Write out, word for word, the stretch of the rows below from the line containing "Can you find the mud" through the end of the rows.

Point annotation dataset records
+ + + + + + +

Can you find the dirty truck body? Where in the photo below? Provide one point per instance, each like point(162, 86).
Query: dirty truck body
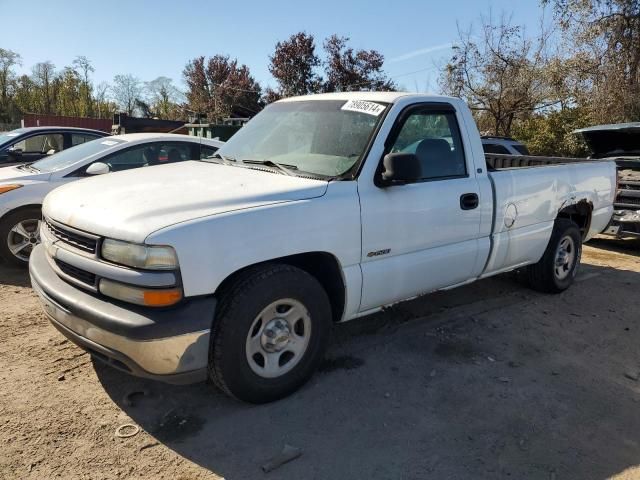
point(321, 209)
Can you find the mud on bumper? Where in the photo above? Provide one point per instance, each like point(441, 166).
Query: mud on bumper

+ + + + + + +

OUTPUT OF THE EXERCISE:
Can you find the mud on bumper? Where in the photo above? Provide one point per instance, each like point(441, 166).
Query: mud on bumper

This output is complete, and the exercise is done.